» Work instructions
Please reproduce the bokashi passage below word for word, from "2.5 tablespoons Sea" to "parts and reseal.".

» Source text
========================================

After the ferment is completed, it can then be added to your compost pile or directly to soil in your garden or yard.
You can plant on top of the bokashi after 2 weeks. It will transform into compost to use elsewhere after 4-8 weeks. This process is even faster, in as short as 2 weeks, when you add the fermented scraps to your compost pile. It’s a great way to amend your passive pile and speed up compost production.
Making your own Bokashi:
A 6-8 month supply can be made for about $13.
You will need:
25 pounds of Wheat Bran or Rice Bran (check local feed stores)
1.5 tablespoons Ceramic powder (I get mine from Teraganix)
2.5 tablespoons Sea Salt
1/4 cup EM-1 (Teraganix sells Prof. Higa’s formula, it’s what I have always used)
1/4 cup Molasses
2 gallons HOT water
Mix the ingredients in large bin. After thoroughly mixed, it should start sticking together, move to garbage bag and suck out the air with vacuum cleaner. Let it ferment in this air tight bag for 2-3 weeks. You will know it’s done by the sweet pickling type smell. There may be white spots; that is fine. Black or green mold, is not ok to see. If you see that, air is getting in. You can scoop out those parts and reseal.

========================================

» Supplied material
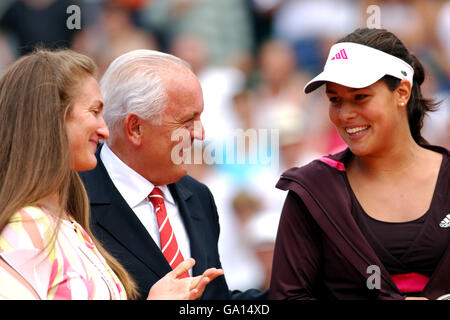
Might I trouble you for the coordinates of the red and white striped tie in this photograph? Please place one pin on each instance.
(169, 244)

========================================

» Completed exercise
2.5 tablespoons Sea Salt
1/4 cup EM-1 (Teraganix sells Prof. Higa’s formula, it’s what I have always used)
1/4 cup Molasses
2 gallons HOT water
Mix the ingredients in large bin. After thoroughly mixed, it should start sticking together, move to garbage bag and suck out the air with vacuum cleaner. Let it ferment in this air tight bag for 2-3 weeks. You will know it’s done by the sweet pickling type smell. There may be white spots; that is fine. Black or green mold, is not ok to see. If you see that, air is getting in. You can scoop out those parts and reseal.